▶ PROVIDED TEXT
# # # # # # #

Friday, May 27, 2011

Repeat. I Say Again...

This is a repeat of a ‘Blog’ first posted...

Well, not quite a repeat, per se, but certainly it is something that I looked at before and now wish to look at again—in a different way.
A slightly different way.

Tonight we were watching ‘American Eyelid’, or something.  It was, apparently, the Grand Finale, which is, in itself, an odd mixture.  Rather akin to Duck à l’Orange or Canard in Orange Sauce.  Not the spelling (before I get French speakers moaning at me), the pronunciation.  Cf ‘Grand Prix’!  This seems to be ‘Grand Fin-ally’ for some inexplicable reason.  Oh, well. C’est la vie.
Anyway, we were watching TV and so I was bored.  Sometimes it is necessary to sit and watch something together, part of the give and take of life.
They, the people on the show, were trotting out a series of celebrities most of whom were unknown to me and, frankly, could remain that way.
You can see that my interest in the display on the screen was, shall we say, wavering.
Because of this I picked up the remote and was immediately hit with an idea sprite.  I went to the cupboard where things go to die—everyone has a place that houses items, cherished at one time, but which have not been used in, possibly, decades and found a calculator.

# # # # # # #

▶ DATA EXTRACT
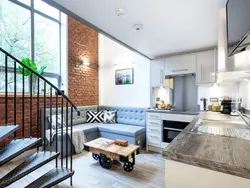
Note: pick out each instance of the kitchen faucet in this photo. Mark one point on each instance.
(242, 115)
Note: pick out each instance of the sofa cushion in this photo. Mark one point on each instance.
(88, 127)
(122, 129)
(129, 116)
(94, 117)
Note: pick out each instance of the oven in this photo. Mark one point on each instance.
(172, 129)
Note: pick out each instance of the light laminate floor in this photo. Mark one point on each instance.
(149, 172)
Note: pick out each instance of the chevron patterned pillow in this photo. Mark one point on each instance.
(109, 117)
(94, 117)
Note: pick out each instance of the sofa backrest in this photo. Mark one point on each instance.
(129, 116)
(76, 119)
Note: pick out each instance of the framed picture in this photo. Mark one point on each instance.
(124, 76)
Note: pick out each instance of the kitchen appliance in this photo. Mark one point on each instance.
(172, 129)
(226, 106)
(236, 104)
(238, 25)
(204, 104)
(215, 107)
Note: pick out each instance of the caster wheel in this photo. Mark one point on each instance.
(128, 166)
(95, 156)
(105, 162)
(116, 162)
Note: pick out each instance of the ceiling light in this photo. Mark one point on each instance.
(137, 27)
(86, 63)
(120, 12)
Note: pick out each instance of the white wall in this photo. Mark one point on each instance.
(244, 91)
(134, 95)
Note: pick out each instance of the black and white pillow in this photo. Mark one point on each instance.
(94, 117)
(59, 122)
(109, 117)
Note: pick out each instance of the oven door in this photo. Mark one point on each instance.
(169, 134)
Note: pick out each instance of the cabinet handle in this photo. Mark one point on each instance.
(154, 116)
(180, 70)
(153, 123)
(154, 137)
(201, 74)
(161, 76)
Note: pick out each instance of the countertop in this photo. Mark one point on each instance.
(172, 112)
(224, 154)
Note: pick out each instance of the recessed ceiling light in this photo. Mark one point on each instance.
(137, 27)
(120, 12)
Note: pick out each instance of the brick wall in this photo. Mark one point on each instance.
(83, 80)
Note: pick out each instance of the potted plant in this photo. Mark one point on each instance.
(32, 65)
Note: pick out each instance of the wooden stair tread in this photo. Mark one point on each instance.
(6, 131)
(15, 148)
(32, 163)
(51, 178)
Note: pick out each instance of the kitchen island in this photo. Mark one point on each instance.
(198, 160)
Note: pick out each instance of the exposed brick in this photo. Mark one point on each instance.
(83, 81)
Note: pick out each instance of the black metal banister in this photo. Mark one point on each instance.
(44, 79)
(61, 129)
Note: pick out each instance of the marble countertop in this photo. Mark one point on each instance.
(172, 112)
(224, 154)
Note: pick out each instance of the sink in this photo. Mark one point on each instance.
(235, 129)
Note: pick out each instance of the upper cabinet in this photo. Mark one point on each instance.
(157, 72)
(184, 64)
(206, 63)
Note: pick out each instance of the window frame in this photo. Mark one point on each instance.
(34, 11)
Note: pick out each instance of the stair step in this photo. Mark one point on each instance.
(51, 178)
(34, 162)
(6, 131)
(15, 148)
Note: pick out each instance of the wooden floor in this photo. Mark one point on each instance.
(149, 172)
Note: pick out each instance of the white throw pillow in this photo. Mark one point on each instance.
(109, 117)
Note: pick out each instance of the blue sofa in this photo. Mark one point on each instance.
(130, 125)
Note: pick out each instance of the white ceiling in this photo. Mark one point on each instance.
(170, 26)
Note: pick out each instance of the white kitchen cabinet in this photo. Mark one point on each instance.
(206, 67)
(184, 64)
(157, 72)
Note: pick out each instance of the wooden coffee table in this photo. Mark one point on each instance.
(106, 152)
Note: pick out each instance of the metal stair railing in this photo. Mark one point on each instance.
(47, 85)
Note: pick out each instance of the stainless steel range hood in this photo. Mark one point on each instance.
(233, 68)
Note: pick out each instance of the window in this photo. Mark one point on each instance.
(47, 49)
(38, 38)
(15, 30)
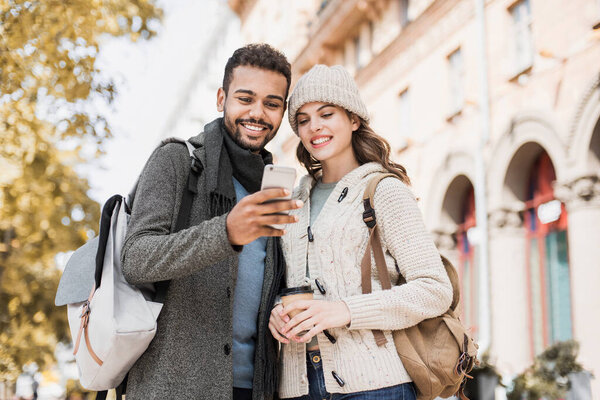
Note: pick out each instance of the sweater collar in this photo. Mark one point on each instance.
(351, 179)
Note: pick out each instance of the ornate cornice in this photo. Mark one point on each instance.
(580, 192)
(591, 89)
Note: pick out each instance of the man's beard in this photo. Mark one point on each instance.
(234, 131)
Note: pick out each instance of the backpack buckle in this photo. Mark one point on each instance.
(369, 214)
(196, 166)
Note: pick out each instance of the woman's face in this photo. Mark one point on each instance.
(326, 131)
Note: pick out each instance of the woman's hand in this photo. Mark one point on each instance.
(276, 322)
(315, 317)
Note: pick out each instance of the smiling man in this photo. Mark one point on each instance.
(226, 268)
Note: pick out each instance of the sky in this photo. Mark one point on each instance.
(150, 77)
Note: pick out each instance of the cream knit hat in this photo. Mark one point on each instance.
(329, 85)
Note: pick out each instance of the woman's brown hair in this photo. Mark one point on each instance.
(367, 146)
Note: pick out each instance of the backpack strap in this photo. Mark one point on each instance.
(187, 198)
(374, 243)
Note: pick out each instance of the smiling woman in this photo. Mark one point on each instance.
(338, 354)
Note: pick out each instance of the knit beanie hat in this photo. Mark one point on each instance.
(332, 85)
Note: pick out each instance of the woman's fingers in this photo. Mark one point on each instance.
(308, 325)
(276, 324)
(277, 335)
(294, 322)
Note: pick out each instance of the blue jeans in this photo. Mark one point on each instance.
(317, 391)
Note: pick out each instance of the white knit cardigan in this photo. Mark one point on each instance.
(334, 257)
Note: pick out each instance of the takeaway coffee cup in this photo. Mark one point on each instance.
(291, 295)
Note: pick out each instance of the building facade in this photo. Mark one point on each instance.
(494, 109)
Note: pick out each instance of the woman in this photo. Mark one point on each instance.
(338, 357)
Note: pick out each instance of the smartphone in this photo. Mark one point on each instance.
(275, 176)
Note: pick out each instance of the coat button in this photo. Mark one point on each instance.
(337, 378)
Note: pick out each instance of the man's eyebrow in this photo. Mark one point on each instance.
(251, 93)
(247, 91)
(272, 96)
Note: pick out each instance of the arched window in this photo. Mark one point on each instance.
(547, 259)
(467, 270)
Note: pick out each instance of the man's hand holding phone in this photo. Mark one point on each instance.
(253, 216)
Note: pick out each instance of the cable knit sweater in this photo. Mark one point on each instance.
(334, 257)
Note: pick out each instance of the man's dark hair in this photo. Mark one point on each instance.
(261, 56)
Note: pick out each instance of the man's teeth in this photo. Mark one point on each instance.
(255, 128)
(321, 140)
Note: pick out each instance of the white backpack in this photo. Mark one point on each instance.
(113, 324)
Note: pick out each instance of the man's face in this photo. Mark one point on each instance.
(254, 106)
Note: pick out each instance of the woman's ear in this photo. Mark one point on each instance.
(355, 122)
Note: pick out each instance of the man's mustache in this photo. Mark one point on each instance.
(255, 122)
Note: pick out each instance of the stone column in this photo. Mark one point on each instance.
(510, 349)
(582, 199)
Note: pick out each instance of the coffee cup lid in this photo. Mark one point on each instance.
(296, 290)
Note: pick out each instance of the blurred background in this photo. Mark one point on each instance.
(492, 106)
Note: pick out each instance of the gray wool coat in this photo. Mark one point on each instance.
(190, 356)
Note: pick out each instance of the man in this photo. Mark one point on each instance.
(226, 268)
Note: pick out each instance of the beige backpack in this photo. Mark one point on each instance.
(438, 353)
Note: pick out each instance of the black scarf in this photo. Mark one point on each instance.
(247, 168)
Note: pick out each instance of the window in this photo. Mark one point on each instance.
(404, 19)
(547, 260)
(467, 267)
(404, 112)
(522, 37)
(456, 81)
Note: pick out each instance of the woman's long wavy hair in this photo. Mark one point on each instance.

# # # # # # #

▶ REQUESTS
[1] List every word or phrase that the blog post sets inside single quotation marks.
[2] Reproduce the blog post's text between "They, the people" and "we say, wavering.", inclusive.
[3] Answer these questions from the blog post:
(a) What show does the writer say was being watched?
(b) What did the writer pick up out of boredom?
(c) What did the writer find in the cupboard?

▶ TASK SOLUTIONS
[1]
‘Blog’
‘American Eyelid’
‘Grand Prix’
‘Grand Fin-ally’

[2]
They, the people on the show, were trotting out a series of celebrities most of whom were unknown to me and, frankly, could remain that way.
You can see that my interest in the display on the screen was, shall we say, wavering.

[3]
(a) ‘American Eyelid’, or something like it
(b) The remote
(c) A calculator